DOCUMENT ▸
============================================================

At a Glance: Color Dreams, the proud publisher of Master Chu and the Drunkard Hu, has struck again with an exciting platform game filled with enemies who all really want to rub up against you. When he’s not being molested by various woodland creatures, Captain Comic enjoys writing apologetic letters to the family of the goldfish he had to evict to make his stupid fucking costume.
Platform: NES (Download Emulator here - 192k)
Download: Download ROM here - 48k
Game Plot: The Adventures of Captain Comic takes place in a magical land known as Tambi. I don’t know where that’s supposed to be, but I’m guessing it’s in the middle east because the inhabitants of Tambi are all determined to blow themselves up in any way possible. Birds, bats, slugs, little floating spaceships – it doesn’t matter what it is, if it’s alive and it’s on Tambi, it’s going to try to hump your leg and detonate. But why? And who the hell is Captain Comic and what did he venture into this awful platformer to do? The game doesn’t explain a damn thing, but with the help of my trusty sidekick “the internet” I was able to procure a copy of the game’s instruction manual.
It's good to know the Japanese developers respect the fine art of kamikaze.
Well, you're on the job now. Using you keen wits and well honed reflexes, you must traverse the ever-changing and treacherous environs of Tambi and return the treasures of Osmic in time for the Trimillenil celebrations. Succeed, and you will be gonored as a hero once more; fail, and three thousand years of galactic peace and prosperity crumble to comic-uh-cosmic dust.
Uh oh! Clearly this is an important mission, so the people of Tambi hired the best man they could find for the job – a skinny, sunburned janitor with his head stuck in a fish bowl. Our mildly retarded hero doesn’t really feel the need to load his gun before heading off into battle, so you get to spend the first part of the game running happily around with a gun that doesn’t work while using your other hand to slap yourself in the ass. And if you have trouble with this, the manual can offer you some very detailed advice on the tag-team of game concepts known as “moving left” and “moving right.”
Control pad left determines the direction Captain Comic faces. When pressed continuosly, it causes our hero to walk left.
Control Pad right operates similarly but movies Captain Comic to the right.
As it turns out, your gun isn’t really broken. The only reason it won’t fire is that the number of bullets you can have on the screen at any one time is determined by how many “Blastola Colas” you drink. At the beginning you haven’t drunk any, so while you can still technically shoot and deplete the weapon meter, nothing comes out of your stupid cola-powered gun, so all you can do is jump around and try to avoid the hordes of angry suicidal birds and earthworms. Once you find your first Blastola Cola, you’ll be able to kill almost every enemy by simply walking to the right and constantly firing, since the enemies spawn on the right side of the screen directly in the path of your shots. There’s a weapon meter that’s supposed to discourage this kind of behavior, but all that does is force you to occasionally stop for two seconds to recharge.

============================================================

WORKING DATA ▸
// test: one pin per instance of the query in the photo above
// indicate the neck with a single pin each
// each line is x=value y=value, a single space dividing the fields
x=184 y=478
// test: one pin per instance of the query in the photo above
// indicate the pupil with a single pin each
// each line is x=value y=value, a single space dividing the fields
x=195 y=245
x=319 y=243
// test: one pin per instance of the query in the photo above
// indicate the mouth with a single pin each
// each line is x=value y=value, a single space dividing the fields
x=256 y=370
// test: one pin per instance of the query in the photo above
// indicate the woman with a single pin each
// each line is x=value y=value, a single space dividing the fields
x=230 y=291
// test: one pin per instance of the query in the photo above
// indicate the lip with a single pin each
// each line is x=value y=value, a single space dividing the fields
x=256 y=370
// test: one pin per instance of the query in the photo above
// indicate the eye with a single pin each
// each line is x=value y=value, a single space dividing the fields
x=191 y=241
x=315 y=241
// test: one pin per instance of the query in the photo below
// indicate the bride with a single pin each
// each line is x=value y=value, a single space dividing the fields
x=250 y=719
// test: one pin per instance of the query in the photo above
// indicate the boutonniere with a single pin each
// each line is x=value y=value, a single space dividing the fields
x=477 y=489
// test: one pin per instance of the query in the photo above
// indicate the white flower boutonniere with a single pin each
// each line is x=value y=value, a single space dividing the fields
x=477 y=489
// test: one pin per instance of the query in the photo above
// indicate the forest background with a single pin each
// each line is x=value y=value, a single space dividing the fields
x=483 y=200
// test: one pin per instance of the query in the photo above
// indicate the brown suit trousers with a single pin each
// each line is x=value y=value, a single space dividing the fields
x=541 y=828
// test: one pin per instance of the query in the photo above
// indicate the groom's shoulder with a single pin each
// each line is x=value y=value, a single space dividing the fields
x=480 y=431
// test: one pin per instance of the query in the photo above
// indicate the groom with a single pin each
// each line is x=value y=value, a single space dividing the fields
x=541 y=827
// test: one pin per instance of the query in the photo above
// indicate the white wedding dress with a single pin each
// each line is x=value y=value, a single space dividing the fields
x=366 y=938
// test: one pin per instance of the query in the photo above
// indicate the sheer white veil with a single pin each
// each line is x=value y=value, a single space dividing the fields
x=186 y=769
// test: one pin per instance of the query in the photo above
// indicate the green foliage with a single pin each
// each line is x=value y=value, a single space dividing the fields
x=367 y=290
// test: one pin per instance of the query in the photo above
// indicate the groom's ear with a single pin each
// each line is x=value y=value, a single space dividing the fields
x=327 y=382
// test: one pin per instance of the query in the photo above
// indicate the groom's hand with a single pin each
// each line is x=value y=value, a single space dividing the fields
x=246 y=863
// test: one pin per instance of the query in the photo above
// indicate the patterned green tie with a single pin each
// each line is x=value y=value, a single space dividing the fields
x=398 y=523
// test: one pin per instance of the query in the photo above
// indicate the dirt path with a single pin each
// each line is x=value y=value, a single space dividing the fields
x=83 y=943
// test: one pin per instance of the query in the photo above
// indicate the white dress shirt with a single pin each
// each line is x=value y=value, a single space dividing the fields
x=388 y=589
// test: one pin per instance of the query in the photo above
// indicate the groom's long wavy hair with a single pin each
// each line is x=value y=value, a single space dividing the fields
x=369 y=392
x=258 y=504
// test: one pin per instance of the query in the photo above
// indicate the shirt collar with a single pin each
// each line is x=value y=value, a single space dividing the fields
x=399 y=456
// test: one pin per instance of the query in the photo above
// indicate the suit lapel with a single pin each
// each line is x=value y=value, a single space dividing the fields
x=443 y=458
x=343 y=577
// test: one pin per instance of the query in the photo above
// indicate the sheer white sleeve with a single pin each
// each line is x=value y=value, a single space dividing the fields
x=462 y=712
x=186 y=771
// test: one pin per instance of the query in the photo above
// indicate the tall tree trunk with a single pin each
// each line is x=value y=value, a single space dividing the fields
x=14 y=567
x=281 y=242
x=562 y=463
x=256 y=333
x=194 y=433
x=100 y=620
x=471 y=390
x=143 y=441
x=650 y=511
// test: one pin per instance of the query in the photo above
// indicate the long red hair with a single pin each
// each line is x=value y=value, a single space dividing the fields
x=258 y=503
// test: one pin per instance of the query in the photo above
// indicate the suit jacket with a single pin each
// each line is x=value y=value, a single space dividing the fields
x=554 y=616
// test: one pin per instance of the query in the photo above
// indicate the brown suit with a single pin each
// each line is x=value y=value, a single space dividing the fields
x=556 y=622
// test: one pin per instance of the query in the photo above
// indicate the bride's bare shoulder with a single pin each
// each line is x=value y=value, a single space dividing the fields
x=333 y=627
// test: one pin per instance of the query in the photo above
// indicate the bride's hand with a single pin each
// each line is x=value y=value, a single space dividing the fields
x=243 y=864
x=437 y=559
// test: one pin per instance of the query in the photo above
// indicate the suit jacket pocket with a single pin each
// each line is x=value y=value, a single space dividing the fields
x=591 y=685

============================================================

EXERCISE REQUIREMENTS ▸
1. According to the game review, what determines how many bullets Captain Comic can have on the screen at one time?
2. Rewrite everything from the first of the rows down to the line containing "x=184 y=478" as a Markdown table with the columns Row and Line, numbering each line in order and leaving out any blank lines.

SET OF ANSWERS ▸
1. It depends on how many Blastola Colas he has drunk.

2.
| Row | Line |
|---|---|
| 1 | // test: one pin per instance of the query in the photo above |
| 2 | // indicate the neck with a single pin each |
| 3 | // each line is x=value y=value, a single space dividing the fields |
| 4 | x=184 y=478 |